- _To be done_
Rewrite only the part of the data that opens with the line containing "Every instance of the bird's head gets" and closes with the line containing "Please outline every instance of the bird's head.". Swap "background" for "empty space", and keep everything else in those lines the same.

===== Data for this task =====

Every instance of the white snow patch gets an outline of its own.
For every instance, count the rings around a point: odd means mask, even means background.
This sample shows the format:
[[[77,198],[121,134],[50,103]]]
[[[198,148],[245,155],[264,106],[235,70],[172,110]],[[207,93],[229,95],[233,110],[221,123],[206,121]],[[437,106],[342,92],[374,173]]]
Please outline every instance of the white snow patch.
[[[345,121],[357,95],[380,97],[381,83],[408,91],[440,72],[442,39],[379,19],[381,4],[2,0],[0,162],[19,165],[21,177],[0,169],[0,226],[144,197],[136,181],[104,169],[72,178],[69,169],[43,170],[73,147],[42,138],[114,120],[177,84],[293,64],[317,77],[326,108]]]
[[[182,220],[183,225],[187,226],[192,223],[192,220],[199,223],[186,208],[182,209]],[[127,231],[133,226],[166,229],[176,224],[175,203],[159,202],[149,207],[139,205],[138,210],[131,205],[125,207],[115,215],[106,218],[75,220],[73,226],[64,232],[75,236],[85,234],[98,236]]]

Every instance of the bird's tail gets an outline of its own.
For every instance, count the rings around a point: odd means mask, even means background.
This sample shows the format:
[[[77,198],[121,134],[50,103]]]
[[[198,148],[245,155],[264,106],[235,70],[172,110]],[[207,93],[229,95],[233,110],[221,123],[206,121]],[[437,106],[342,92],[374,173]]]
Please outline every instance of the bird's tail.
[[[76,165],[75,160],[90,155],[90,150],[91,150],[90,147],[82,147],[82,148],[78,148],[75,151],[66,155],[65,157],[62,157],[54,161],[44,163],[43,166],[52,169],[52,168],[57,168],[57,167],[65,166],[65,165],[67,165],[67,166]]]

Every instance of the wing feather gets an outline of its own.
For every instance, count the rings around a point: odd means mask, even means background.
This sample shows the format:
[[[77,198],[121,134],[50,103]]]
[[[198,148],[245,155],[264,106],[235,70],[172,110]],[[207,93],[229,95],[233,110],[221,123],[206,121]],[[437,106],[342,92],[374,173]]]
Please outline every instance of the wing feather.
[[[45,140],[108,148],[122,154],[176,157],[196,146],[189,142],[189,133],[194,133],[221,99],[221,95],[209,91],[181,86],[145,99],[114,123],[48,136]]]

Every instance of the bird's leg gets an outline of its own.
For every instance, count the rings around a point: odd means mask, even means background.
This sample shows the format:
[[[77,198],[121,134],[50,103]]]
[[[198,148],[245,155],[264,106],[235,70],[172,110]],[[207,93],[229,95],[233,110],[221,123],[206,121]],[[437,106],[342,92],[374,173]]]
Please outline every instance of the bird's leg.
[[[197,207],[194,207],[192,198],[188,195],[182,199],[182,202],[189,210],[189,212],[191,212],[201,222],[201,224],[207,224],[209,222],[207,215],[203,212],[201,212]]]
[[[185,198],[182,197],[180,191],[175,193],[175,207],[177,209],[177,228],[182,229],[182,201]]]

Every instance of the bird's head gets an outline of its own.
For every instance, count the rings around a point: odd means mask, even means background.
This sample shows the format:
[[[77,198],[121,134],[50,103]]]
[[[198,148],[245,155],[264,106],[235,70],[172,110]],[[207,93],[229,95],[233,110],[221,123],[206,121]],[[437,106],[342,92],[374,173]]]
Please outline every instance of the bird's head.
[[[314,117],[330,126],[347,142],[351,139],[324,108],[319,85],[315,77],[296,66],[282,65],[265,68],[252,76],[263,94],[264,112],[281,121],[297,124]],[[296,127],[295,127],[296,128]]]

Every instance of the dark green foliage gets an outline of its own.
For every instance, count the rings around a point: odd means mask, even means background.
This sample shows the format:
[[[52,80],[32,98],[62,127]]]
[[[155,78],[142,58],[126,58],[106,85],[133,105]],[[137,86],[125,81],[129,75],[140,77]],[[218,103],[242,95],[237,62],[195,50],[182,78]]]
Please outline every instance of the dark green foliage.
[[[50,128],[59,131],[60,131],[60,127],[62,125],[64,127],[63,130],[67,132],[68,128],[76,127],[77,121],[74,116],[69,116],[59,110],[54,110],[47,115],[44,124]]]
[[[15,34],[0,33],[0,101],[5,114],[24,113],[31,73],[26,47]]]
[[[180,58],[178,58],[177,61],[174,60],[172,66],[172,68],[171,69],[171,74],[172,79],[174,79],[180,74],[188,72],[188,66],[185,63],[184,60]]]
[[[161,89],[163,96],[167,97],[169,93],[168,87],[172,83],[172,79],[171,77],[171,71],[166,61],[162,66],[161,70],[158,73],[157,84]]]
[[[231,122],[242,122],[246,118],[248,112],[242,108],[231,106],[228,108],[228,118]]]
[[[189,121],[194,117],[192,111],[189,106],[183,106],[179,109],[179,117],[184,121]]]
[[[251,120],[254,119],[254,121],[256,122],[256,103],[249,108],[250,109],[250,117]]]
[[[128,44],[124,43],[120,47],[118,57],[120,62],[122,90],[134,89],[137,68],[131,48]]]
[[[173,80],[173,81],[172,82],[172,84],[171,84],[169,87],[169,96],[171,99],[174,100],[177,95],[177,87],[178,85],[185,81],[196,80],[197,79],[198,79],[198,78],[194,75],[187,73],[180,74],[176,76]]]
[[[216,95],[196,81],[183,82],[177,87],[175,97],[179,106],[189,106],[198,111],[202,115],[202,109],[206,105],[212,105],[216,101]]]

=====

- _The completed task_
Every instance of the bird's head gets an outline of its own.
For every instance, count the rings around a point: odd means mask, even means empty space.
This sample shows the format:
[[[77,198],[121,134],[50,103]]]
[[[198,148],[245,155],[264,106],[235,70],[172,110]],[[207,93],[229,95],[233,110],[221,123],[206,121]],[[437,106],[342,92],[374,173]]]
Please outline every instance of the bird's head.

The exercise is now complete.